DIRECTIONS FOR THIS TASK
In the comparison of the OpenAI Agents SDK with raw chat completions, how many lines of glue code were deleted when the internal scheduling agent was migrated to the SDK?

After this, every LLM call inside any `Runner.run` shows up in your LangSmith project with the same tree structure. The two dashboards complement each other: OpenAI's is great for raw debugging, LangSmith's is where the dataset → experiment → eval loop lives.

## SDK vs. Raw Chat Completions

A reasonable question: do I actually need the SDK, or can I write the loop myself?

| Concern | Raw chat completions | OpenAI Agents SDK |
| --- | --- | --- |
| Lines of code for a 2-tool agent | ~120 | ~40 |
| Tool-schema generation | Hand-written JSON | From Python signature |
| Handoffs | DIY state machine | First-class, typed |
| Tracing | Roll your own | OpenAI dashboard + OTel |
| Streaming | Manual delta accumulation | `Runner.run_streamed` |
| Multi-agent orchestration | DIY | Built in |
| Lock-in | None | Soft (Pydantic + decorator) |
| Best for | Bespoke, single-call workflows | Anything with >1 tool or any handoff |

If you have one model call and one tool, raw completions are fine. The moment you have two tools or any concept of a "specialist," the SDK pays for itself within a day. We migrated our internal scheduling agent from raw completions to the SDK in March 2026 and deleted ~600 lines of glue code in the process.

EXERCISE DATA

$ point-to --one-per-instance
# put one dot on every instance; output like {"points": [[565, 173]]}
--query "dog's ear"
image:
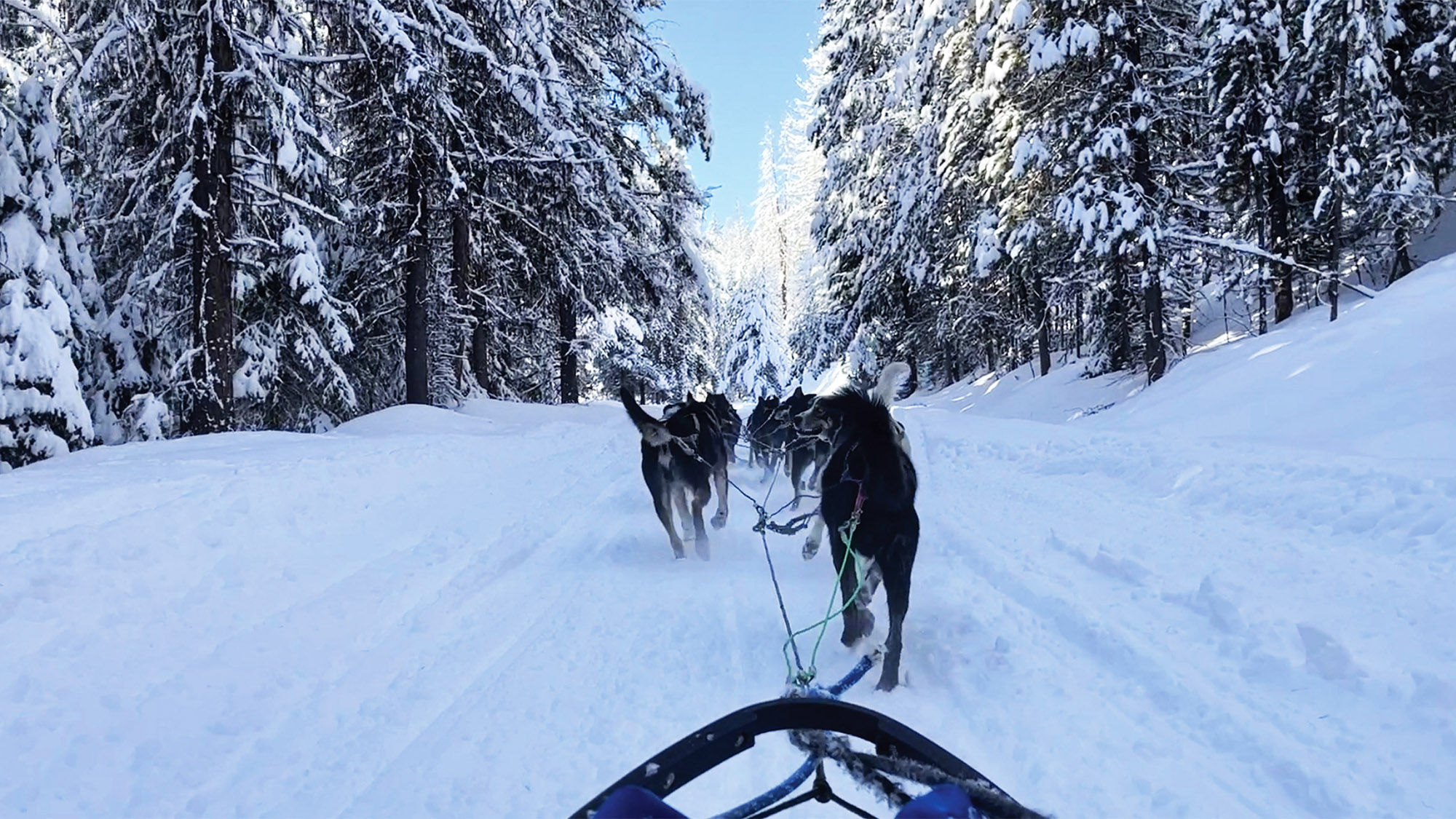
{"points": [[892, 379], [656, 435]]}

EXERCISE ANSWER
About 600 lines of glue code were deleted.